= TASK INSTRUCTIONS =
Extract the line that contains "Task: pick out every instance of the yellow" and every line after it to the end of the records below, exactly as written and nothing else.

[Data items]
========

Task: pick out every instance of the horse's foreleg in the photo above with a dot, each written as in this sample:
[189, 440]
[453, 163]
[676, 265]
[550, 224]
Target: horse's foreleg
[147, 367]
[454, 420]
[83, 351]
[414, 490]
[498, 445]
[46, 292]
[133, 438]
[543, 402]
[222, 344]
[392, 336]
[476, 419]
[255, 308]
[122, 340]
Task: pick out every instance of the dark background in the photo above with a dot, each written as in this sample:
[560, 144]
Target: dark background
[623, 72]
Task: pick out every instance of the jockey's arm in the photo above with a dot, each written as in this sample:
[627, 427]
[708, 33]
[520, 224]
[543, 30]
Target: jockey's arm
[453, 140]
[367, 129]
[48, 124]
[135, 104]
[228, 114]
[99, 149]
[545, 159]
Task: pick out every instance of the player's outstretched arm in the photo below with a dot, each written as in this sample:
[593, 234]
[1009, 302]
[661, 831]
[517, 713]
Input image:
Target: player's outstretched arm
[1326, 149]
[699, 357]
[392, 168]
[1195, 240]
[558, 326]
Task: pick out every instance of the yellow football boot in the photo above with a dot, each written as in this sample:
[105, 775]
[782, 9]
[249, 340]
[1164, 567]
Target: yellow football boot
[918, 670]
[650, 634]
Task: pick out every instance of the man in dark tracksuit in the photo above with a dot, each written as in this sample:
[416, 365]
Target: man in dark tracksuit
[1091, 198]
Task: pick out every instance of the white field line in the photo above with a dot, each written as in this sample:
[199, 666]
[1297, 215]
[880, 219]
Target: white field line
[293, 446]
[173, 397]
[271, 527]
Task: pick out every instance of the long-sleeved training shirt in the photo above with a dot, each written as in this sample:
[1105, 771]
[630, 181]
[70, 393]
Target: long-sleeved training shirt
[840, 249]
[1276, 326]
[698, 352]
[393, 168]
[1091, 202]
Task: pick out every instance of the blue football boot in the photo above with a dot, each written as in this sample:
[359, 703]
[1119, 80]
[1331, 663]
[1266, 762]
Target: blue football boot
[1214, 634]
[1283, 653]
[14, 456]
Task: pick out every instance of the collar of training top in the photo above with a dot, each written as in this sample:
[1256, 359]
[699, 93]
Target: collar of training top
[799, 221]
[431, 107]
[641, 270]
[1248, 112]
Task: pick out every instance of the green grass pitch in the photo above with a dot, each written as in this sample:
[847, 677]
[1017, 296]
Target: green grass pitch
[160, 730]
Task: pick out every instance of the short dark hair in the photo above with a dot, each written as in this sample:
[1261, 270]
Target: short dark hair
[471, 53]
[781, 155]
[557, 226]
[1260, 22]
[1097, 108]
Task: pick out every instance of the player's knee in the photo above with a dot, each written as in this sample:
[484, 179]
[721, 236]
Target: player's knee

========

= COMPLETE OUTPUT =
Task: pick out every instance of the yellow football boot in the photo above with a dot, each written as in this sample:
[105, 775]
[782, 9]
[249, 340]
[1164, 567]
Target: yellow football boot
[918, 670]
[650, 634]
Task: pick out every instance of the man in dark tracksuit in the photo above with a dot, each written as in this sample:
[416, 365]
Target: man in dark tracksuit
[1091, 198]
Task: pick out every instance of the white field line in the photo above with a dot, each written as in this sample:
[199, 666]
[1297, 215]
[880, 219]
Target: white field line
[293, 446]
[173, 397]
[271, 527]
Task: pick out every instance of the long-sleeved training shirt in the photo above with a dot, each written as in this sample:
[1105, 771]
[630, 181]
[70, 393]
Target: long-sleeved training shirt
[840, 249]
[1276, 326]
[698, 352]
[393, 168]
[1091, 202]
Task: pick out every instance of the blue football boot in the photo above with a dot, each written as in this sample:
[359, 703]
[1119, 80]
[1331, 663]
[1266, 762]
Target: blue football boot
[1214, 634]
[1283, 653]
[14, 456]
Task: pick out every instance of the collar of training top in the photo above with a dot, each written as in this sample:
[1256, 359]
[699, 93]
Target: collar of training top
[799, 221]
[431, 107]
[641, 270]
[1248, 112]
Task: pick out every instance of the green grass pitch in the photo above with a dot, each written as in this sample:
[847, 677]
[1017, 296]
Target: green grass pitch
[160, 730]
Task: pick out every instance of the short dark hair in the photo above with a dot, each written as in this sample:
[1261, 270]
Target: short dark hair
[471, 53]
[781, 155]
[557, 226]
[1260, 22]
[1097, 108]
Task: pick out every instance of the player's knee in the photo above with a dot, each written as in this sample:
[484, 179]
[721, 236]
Target: player's knee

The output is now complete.